Chapter IV of Miroslav Volf’s book Exclusion and Embrace is outstanding. It is titled “Gender Identity” and deals with the issue of “Trinitarian Identities” and how that plays itself out in regards to “masculinity” and “femininity.” Volf has covered every base of this issue, and has dealt with all the arguments and all the major scholars. It is a great piece of writing. I will get to this later in the post.
This chapter is of great interest to me, especially as I have seen the topic of gender identity, manhood and womanhood, Biblical roles, etc. disccussed a lot in various blogs recently.
I noticed that blogger Tim Challies spent a lot of time talking about the Shepherd’s Conference where Ligon Duncan from the Council on Biblical Manhood and Womanhood spoke. Tim also posts a blog titled The Extraordinary Value of Women, though after reading it, it seems more of an argument for how women are only extraordinary as long as they are subservient to men. Challies says, “The message these women collectively give is not about “gender equality”; it is about true feminine excellence.” Though you should read it yourself. Challies is a great blogger and many agree with him on these issues. Returning to the Shepherd’s Conference, Challies says this: “MacArthur suggested, when introducing the speaker, that few Evangelicals are aware of the importance of this issue.”
Is this really an issue? Maybe many are aware of the issue, but really see it as a non-issue?
It’s an issue according to Challies because Our culture is now completely egalitarian and this poses a particular challenge to the church. Christians can no longer be assumed to be instinctively complementarian. On the other hand, we look out at the culture and see even the sons of this age wiser than the next. Another conflicting indicator we get is the infringement of egalitarianism into Evangelicalism. The lines are becoming increasingly blurred so that we now have people claiming to be complementarian egalitarians.
To read more of MacArthur’s views on women in ministry, you can read this Q and A here. Here is an excerpt:
As a footnote to that, perhaps it ought to be said that from a biblical standpoint, there is no tolerance in Scripture for women leaders in the church, apart from women leading other women–older women teaching younger women and leading their children and so forth.
It is so patently obvious that God created Adam and that Eve was made as a helper to Adam. So, man and woman were designed in the way that man leads and a woman helps, and comes under his leadership. What literally sent the human race down the proverbial drain was when woman stepped out from under submission, acted independently and sinned, taking the male role by leading. Man then, went under woman. He wasn’t even deceived! He just sinned because his wife sinned.

Source records —
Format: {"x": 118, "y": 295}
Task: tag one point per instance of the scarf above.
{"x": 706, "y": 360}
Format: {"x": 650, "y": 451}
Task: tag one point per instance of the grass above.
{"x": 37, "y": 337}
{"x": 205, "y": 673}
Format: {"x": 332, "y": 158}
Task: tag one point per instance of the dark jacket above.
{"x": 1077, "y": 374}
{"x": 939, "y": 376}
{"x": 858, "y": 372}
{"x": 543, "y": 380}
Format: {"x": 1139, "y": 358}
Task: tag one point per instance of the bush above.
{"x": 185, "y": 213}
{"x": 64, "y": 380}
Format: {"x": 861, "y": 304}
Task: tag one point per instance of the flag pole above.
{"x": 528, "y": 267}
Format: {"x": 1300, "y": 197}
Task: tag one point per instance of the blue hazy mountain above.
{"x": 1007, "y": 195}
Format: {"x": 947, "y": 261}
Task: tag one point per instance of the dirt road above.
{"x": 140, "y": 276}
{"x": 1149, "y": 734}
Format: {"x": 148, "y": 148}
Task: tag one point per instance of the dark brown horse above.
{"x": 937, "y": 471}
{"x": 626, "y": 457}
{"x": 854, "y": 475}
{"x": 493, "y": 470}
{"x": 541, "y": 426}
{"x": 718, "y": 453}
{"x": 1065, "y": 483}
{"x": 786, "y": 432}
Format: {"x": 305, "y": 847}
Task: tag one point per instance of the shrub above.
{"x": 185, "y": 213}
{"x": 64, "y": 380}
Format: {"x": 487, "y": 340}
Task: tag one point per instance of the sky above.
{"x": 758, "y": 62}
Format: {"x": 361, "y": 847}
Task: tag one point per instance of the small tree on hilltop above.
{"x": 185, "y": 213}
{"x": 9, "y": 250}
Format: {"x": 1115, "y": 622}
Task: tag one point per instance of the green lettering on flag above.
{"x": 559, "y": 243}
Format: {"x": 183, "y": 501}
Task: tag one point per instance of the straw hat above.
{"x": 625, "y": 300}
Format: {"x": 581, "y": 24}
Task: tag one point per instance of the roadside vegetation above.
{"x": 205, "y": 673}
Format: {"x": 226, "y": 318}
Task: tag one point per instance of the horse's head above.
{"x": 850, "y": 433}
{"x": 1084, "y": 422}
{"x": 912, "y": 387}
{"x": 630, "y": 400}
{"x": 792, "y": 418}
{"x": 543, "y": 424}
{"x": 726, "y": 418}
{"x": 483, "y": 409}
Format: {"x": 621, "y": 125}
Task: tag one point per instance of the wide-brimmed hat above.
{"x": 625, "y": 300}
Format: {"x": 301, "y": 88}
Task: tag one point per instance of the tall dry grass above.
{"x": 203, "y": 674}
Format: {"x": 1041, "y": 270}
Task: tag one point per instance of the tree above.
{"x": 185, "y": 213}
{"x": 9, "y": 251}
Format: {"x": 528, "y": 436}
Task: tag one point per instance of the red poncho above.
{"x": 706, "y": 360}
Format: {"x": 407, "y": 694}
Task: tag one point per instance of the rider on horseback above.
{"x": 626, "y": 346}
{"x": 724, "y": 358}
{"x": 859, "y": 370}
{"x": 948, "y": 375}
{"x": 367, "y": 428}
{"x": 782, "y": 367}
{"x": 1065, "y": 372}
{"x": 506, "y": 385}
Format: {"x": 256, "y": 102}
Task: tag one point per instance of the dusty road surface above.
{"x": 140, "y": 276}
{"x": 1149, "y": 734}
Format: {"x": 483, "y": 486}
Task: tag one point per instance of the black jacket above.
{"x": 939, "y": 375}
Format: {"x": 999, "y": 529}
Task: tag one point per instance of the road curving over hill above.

What to work on —
• 1. List every person named in the post about gender identity.
• 2. Identify every line of the entries that contains the word "dark", and copy each such line in full.
The post and the entries have no connection to each other.

In response —
• 1. Miroslav Volf, Tim Challies, Ligon Duncan, MacArthur, Adam, Eve

• 2.
Task: tag one point per instance of the dark jacket above.
Task: tag one point per instance of the dark brown horse above.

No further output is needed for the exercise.